Brief →
From the GitHub issue thread below on choosing a JSON parsing tool, duplicate word for word the part that opens with the words containing "Closed PaulBrack closed" and closes with "the dummy POC.".

Supplied passage →
........

DiSSCo / SDR

Specimen Data Refinery
Apache License 2.0
6 stars 0 forks source link

Evaluate and choose a JSON parsing tool #20

Closed PaulBrack closed 2 years ago

PaulBrack commented 3 years ago

Need to choose a tool that can:

PaulBrack commented 2 years ago

There's been a change of approach from when we wrote this original story - we're expecting a lot more of the data type now and not explicitly including the JQ JSON parser in workflows like the dummy POC.

To discuss - what functionality is inherent in the OpenDS data type?

  1. Create a fresh JSON-LD object Don't expect the data type to be able to do this

  2. Read JSON-LD The data type should be able to do this?

  3. Validate JSON-LD Should this be functionality of the data type? What level of validation - certainly if we don't have valid JSON the data type will fail

  4. Query JSON-LD (including querying on values) The data type should be able to do this?

  5. Insert into existing JSON-LD object The data type should be able to do this?

infinite-dao commented 2 years ago

(1) https://json-ld.org/#developers may help to find tools, but I found no tool yet that can do all of above’s requirements as jack of all trades device ;-).

........

Record list →

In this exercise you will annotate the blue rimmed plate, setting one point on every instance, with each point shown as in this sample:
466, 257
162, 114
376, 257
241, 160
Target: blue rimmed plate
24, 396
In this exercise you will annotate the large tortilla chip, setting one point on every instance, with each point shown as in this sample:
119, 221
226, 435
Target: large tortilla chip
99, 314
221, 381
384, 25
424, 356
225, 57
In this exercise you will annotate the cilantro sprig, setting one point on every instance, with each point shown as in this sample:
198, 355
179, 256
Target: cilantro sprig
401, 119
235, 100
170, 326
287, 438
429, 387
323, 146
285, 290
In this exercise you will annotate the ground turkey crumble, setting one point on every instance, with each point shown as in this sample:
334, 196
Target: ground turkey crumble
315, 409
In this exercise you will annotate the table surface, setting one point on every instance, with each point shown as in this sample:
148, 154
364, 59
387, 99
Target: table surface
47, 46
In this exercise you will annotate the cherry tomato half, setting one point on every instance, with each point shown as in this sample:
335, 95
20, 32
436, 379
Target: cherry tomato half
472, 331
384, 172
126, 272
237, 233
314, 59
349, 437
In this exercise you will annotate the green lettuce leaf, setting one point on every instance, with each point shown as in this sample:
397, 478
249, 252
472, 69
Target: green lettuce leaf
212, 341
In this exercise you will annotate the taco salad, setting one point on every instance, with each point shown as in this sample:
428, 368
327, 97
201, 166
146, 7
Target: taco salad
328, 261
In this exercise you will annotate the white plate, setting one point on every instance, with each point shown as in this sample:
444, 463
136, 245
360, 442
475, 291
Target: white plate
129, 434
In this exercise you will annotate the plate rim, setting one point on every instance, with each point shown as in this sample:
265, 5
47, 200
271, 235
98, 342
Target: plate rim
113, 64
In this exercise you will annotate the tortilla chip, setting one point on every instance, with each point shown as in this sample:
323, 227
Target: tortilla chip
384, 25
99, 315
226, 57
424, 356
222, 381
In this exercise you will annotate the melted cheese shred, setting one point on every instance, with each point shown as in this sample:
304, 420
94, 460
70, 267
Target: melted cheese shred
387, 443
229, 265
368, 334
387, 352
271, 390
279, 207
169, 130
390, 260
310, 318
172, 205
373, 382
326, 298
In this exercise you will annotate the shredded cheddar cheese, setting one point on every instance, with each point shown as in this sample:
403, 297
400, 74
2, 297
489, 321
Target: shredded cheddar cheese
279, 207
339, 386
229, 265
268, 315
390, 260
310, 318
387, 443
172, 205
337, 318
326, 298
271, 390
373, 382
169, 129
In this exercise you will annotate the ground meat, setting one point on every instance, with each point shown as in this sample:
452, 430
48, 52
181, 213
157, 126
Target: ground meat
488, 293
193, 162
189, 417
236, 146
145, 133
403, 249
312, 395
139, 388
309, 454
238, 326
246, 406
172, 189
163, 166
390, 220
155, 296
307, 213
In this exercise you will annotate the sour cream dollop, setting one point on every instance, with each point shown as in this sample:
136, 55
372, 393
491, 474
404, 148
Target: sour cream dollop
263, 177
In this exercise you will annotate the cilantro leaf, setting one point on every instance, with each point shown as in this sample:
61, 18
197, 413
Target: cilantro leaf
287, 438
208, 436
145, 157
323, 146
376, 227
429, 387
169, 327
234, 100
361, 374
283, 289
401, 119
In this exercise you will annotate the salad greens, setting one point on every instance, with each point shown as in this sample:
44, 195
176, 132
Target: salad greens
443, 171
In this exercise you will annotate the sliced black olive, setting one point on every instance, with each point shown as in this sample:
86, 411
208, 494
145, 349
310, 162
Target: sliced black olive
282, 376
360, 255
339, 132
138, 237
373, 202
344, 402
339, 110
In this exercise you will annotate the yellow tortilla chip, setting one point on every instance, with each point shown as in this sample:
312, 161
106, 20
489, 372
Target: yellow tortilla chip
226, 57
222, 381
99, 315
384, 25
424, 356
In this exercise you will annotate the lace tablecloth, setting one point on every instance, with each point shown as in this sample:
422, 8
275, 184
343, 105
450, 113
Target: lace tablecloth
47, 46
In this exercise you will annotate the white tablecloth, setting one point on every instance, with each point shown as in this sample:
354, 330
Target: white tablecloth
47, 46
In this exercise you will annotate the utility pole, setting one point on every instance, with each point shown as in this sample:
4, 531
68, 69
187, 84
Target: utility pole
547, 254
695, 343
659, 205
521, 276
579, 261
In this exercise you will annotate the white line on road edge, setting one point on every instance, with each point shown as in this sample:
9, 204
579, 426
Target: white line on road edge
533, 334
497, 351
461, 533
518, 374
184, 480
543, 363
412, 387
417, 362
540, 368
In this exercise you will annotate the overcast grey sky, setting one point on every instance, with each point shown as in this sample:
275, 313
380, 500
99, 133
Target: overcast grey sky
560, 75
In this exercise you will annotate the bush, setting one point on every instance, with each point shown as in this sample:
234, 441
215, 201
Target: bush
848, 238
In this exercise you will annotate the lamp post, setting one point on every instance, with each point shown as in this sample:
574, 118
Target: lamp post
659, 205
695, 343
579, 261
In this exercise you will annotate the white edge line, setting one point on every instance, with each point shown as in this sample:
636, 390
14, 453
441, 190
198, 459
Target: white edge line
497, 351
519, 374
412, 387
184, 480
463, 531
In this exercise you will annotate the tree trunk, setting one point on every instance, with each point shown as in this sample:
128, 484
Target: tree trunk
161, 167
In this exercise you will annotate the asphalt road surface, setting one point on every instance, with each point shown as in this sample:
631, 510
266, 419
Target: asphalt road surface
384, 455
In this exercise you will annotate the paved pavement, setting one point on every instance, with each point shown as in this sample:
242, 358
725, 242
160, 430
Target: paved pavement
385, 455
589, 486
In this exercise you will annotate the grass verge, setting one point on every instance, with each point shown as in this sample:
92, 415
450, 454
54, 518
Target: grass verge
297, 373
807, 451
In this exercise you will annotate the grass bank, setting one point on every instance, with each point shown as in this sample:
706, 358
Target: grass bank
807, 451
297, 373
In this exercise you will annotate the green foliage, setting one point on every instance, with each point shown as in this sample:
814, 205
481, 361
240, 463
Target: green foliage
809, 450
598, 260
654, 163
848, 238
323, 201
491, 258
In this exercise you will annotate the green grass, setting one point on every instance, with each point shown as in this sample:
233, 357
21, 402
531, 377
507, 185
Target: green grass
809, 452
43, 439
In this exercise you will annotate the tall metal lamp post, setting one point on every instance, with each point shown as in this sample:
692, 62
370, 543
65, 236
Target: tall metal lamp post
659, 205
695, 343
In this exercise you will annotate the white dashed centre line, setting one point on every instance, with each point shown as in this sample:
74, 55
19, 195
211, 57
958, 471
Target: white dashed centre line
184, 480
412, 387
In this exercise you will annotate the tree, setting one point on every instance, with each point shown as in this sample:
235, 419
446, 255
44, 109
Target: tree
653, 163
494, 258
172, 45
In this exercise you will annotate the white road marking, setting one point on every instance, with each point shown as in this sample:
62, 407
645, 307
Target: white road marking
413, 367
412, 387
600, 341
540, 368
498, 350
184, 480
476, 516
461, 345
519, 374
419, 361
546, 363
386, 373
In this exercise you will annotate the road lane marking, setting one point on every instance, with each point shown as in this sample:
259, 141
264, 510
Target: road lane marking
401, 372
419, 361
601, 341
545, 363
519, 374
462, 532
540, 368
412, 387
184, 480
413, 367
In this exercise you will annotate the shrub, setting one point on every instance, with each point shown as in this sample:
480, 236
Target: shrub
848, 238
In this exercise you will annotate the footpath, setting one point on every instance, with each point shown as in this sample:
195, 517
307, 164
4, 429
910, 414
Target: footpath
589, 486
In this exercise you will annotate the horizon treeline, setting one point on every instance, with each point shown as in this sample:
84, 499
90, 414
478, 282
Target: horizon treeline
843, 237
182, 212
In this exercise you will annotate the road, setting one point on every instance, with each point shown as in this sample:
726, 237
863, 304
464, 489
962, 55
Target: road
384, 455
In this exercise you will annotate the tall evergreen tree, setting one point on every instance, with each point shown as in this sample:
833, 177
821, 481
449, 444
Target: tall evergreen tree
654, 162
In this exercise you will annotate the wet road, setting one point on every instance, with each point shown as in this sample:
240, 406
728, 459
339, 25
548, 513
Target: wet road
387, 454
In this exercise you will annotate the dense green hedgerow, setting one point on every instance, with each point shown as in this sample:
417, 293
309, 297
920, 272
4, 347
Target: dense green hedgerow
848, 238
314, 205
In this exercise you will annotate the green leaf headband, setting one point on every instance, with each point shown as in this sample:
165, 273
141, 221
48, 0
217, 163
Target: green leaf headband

........

The solution →
Closed PaulBrack closed 2 years ago

PaulBrack commented 3 years ago

Need to choose a tool that can:

PaulBrack commented 2 years ago

There's been a change of approach from when we wrote this original story - we're expecting a lot more of the data type now and not explicitly including the JQ JSON parser in workflows like the dummy POC.